** Begin **
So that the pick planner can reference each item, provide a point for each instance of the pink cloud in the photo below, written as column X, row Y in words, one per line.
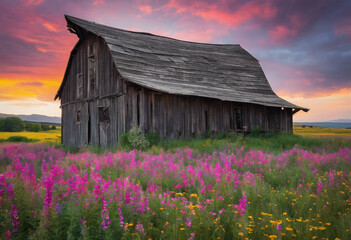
column 98, row 2
column 49, row 26
column 343, row 28
column 281, row 32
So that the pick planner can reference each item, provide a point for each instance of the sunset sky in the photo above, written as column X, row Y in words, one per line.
column 303, row 46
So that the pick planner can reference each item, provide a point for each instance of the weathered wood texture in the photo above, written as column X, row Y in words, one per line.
column 177, row 116
column 223, row 71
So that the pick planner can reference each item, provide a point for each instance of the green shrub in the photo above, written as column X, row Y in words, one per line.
column 45, row 127
column 32, row 127
column 20, row 139
column 134, row 139
column 220, row 135
column 256, row 131
column 2, row 124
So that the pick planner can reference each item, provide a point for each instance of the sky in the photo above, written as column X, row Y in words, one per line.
column 304, row 46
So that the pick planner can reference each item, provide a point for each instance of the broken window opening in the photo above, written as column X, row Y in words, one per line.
column 238, row 118
column 79, row 81
column 207, row 125
column 138, row 108
column 78, row 117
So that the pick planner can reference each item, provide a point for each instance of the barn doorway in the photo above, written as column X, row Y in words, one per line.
column 238, row 118
column 89, row 129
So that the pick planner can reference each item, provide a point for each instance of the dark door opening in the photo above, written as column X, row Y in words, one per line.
column 207, row 125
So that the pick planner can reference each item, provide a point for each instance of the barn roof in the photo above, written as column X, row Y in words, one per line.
column 221, row 71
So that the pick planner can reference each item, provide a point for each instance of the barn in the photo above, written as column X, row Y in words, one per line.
column 116, row 79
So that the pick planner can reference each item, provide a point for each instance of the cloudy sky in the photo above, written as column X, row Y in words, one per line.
column 304, row 46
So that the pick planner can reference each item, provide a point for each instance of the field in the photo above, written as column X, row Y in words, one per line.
column 322, row 131
column 53, row 136
column 254, row 187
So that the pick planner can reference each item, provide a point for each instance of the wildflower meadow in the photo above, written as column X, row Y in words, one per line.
column 235, row 193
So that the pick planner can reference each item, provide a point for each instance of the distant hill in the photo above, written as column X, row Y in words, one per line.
column 34, row 118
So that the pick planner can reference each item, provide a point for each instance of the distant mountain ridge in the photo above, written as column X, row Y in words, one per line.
column 34, row 118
** End **
WHAT YOU ARE ASKED TO DO> Could you put the lines of the records between the ones holding "of the green" and "column 116, row 79", inclusive, into a Markdown table with a Row column for the row number and a Line column for the line itself, leaving out any blank lines?

EXPECTED ANSWER>
| Row | Line |
|---|---|
| 1 | So that the pick planner can reference each item, provide a point for each instance of the green shrub in the photo above, written as column X, row Y in words, one per line. |
| 2 | column 45, row 127 |
| 3 | column 32, row 127 |
| 4 | column 20, row 139 |
| 5 | column 134, row 139 |
| 6 | column 220, row 135 |
| 7 | column 256, row 131 |
| 8 | column 2, row 124 |
| 9 | So that the pick planner can reference each item, provide a point for each instance of the sky in the photo above, written as column X, row Y in words, one per line. |
| 10 | column 304, row 46 |
| 11 | So that the pick planner can reference each item, provide a point for each instance of the broken window opening in the photo above, written as column X, row Y in words, one per line. |
| 12 | column 238, row 118 |
| 13 | column 79, row 81 |
| 14 | column 207, row 125 |
| 15 | column 138, row 108 |
| 16 | column 78, row 117 |
| 17 | So that the pick planner can reference each item, provide a point for each instance of the barn doorway in the photo above, written as column X, row Y in words, one per line. |
| 18 | column 238, row 118 |
| 19 | column 89, row 129 |
| 20 | So that the pick planner can reference each item, provide a point for each instance of the dark door opening in the photo above, written as column X, row Y in words, one per line. |
| 21 | column 207, row 125 |
| 22 | So that the pick planner can reference each item, provide a point for each instance of the barn roof in the photo above, written as column X, row Y in words, one per line. |
| 23 | column 221, row 71 |
| 24 | So that the pick planner can reference each item, provide a point for each instance of the barn in the photo above, written as column X, row Y in words, one per line. |
| 25 | column 116, row 79 |